-- PROVIDED PASSAGE --
ABC Podcast, Episode #7

Get yer special-edition-live-from-not-San-Diego episode of the Awesomed By Comics Podcast over in the right sidebar, at iTunes or subscribe to the feed.

This episode of Awesomed By Comics is brought to you by "Two and a Half Men"--often described as a "potato on toothpicks," "Two and a Half Men" is a quiet breed, chirping rather than meowing at things it finds interesting. Aaron presents the "New Avengers #43 Brian Michael Bendis Billy Tan Crap of the Week Read-A-Long Storybook," and Evie tries to make up for not going to San Diego by recalling the first 18 years of her life spent there. It doesn't work.

Visual aids for Covers and Panels of the Week probably forthcoming.

February 18, 2008

Beginning with the end

Seeing as this is ABC's first post, I think I'll start by busting up any assumptions one might have about a girl writing about comics, and dive right into a blame analysis of Luke Cage and Jessica Jones' breakup in New Avengers #38. Ha ha, see what I did there? But really, Luke and Jessica are two of the most emotionally real adults in mainstream comics, and their argument captures every main tension of the clusterfuckery that is the current Marvel Universe.

A brief-as-I-can-make-it recap: The winners of Marvel's Civil War were Ironman and those who wanted superheroes to register with the government for accountability; hence, a group of heroes who felt it was a violation of civil liberties went underground. Ironman and his Mighty Avengers are the legal crew, Luke Cage and the New Avengers are fugitives, everyone still fights bad guys. In one very intense New Avengers-bad guy battle, Luke and Jessica's baby was very nearly killed. Terrified and desperate, Jessica ran with her baby to (Mighty) Avengers Tower, begging for asylum and registration. Luke finds out, is horrified and crushed that she betrayed everything they'd been fighting for, and confronts Jessica outside (to avoid arrest, obvs). Jessica says dude, get over yourself and your "principles," which by the way have always been dumb, just come inside and sign up and you can have us back.

-- SUPPLIED ENTRIES --
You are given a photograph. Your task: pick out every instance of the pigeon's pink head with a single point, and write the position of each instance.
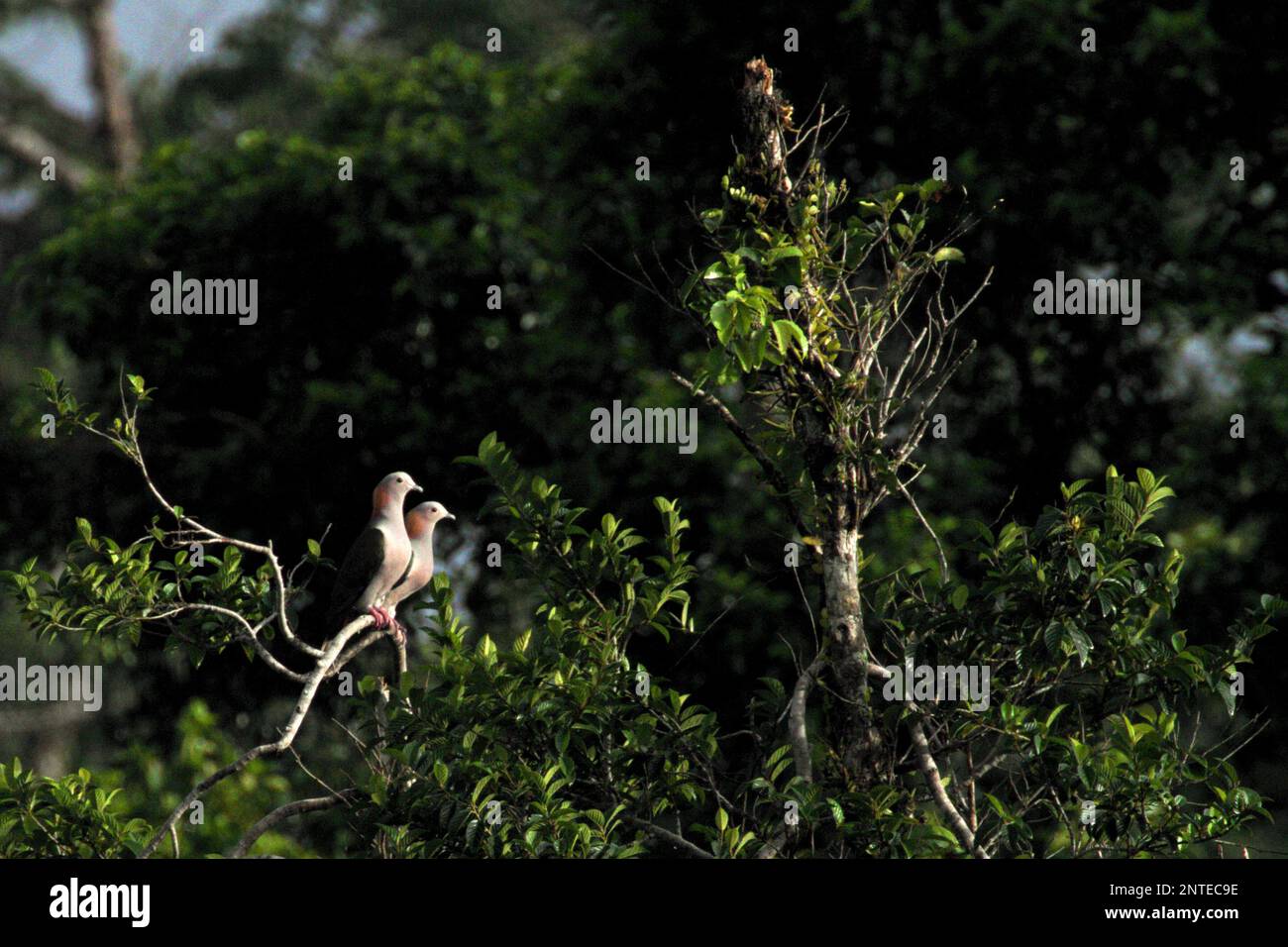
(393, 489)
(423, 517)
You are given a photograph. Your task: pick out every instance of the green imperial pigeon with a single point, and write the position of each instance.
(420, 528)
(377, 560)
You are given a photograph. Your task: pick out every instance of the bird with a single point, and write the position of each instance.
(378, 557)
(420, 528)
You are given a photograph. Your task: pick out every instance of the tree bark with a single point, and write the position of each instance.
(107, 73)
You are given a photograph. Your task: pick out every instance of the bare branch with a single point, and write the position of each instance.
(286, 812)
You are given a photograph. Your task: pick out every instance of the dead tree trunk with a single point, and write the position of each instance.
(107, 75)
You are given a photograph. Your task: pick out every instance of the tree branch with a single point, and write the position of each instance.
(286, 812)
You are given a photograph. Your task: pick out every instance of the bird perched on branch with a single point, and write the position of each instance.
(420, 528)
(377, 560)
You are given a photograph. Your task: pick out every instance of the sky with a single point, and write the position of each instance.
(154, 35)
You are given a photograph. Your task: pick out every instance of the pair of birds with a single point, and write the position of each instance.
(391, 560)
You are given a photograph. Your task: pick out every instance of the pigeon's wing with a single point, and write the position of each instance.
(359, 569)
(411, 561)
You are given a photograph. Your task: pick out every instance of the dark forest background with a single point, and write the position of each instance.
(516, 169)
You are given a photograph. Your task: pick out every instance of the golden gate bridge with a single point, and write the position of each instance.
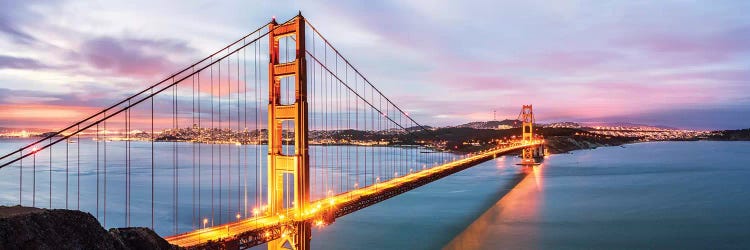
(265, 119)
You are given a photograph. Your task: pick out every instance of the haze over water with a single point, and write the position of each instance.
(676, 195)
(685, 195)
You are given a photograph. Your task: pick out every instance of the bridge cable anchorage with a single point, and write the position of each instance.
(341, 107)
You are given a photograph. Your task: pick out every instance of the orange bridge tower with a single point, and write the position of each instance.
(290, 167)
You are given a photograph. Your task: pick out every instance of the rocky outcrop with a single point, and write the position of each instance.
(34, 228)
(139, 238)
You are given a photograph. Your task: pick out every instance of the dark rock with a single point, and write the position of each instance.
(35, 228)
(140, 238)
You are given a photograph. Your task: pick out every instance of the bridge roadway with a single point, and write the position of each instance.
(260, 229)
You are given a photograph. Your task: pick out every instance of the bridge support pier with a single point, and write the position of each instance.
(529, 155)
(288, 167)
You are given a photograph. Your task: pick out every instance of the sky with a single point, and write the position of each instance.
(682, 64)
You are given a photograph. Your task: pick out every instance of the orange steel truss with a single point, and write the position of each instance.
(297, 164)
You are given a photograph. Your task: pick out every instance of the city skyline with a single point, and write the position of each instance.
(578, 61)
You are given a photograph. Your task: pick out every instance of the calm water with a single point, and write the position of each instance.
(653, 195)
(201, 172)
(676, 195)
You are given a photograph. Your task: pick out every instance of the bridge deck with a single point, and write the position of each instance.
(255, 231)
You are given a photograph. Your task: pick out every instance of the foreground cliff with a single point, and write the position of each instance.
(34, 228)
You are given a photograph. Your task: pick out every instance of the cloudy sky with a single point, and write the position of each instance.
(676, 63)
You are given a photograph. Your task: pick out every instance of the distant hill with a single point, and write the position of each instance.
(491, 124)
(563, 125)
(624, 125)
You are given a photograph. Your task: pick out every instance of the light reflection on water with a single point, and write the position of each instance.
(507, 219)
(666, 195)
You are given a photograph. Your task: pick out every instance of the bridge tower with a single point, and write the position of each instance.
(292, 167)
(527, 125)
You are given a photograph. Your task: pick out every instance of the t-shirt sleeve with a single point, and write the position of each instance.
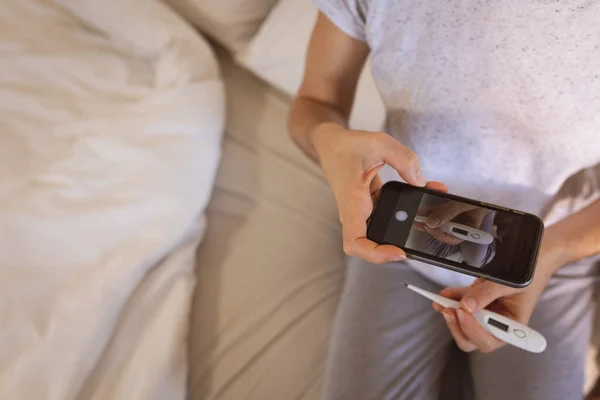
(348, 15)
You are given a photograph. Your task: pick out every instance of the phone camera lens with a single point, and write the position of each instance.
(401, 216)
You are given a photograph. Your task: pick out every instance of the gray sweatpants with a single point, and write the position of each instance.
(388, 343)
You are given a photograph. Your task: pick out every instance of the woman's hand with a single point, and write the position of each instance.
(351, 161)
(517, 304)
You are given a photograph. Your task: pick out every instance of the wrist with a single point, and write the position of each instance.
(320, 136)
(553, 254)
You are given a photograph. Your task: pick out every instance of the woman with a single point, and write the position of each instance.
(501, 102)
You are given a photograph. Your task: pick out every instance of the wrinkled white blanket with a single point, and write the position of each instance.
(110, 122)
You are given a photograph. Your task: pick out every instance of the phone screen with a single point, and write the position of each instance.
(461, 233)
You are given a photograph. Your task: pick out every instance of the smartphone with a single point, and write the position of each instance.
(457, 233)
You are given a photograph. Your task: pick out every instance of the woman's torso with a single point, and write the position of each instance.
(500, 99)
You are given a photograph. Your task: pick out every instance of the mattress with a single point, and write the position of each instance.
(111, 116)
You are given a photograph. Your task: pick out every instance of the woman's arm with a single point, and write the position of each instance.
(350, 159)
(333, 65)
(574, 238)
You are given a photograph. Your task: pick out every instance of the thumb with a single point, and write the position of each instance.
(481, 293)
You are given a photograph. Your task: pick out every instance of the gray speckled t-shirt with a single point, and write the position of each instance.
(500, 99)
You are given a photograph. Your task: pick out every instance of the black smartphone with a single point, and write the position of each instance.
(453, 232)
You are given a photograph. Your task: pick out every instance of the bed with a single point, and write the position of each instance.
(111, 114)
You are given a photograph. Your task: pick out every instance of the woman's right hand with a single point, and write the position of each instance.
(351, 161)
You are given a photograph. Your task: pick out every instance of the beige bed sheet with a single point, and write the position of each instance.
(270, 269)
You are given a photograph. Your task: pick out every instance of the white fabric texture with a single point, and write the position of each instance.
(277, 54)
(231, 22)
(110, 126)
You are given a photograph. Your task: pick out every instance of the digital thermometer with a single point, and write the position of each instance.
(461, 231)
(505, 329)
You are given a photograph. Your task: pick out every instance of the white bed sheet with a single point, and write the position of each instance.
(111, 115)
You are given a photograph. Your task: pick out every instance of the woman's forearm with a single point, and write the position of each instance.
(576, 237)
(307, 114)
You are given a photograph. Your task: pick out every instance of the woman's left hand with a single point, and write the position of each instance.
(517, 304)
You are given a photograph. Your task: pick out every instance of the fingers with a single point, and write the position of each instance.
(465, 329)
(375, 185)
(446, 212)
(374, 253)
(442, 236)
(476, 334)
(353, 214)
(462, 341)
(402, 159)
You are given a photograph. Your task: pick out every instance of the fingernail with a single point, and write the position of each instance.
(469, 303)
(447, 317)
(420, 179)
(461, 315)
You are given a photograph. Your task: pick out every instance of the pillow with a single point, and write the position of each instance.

-- EXERCISE PROMPT --
Resume the comics blog post on Luke Cage and Jessica Jones's breakup, starting right after its last sentence.

-- EXERCISE RESPONSE --
If I've learned anything from relationships, and I have, it's that one of the most common but counterproductive behaviors is to do something that you know will upset your partner, and then convince yourself that, due to his/her myriad character flaws and/or recent errors in judgment, your actions are fundamentally your partner's doing. Even if what you did was justified for any number of reasons, it's easier to get indignant than to formulate a rational case. What I'm getting at is that Jessica, I think, has some groveling to do. Now before you're all "WTF? She had no choice!!", let me say "You're right." When your baby is put in mortal danger as a result of your life choices, unchoosing those choices may be a good idea, and going to Avengers Tower was the right decision under the circumstances. But by doing so, she obliterated everything she and Luke and the other fugitive superheroes stood for. Meaning that Luke was going to feel betrayed and spaz more than a little. So she would have been wise to bring the "I'm so sorry honey, I had no choice," not the "I've been humoring you, but really you should just compromise all of your principles and stop all this foolish prancing in the shadows." He's Luke Freaking Cage. He had rough anal sex with you on, like, page three of your introductory series. He's not going to hug you and ask Jarvis to make his favorite soup cuz he's movin' in.

But, of course, she did what real live people do, people who may or may not be Skrulls at this point, which is concoct a black and white scenario that puts her in the clear and doesn't allow for negotiation or contrition. From the little I know about writer Brian Michael Bendis, I can sort of imagine that he has arguments like this a few times a week, maybe where he thinks he's always the Luke but is most of the time the Jessica. But I project.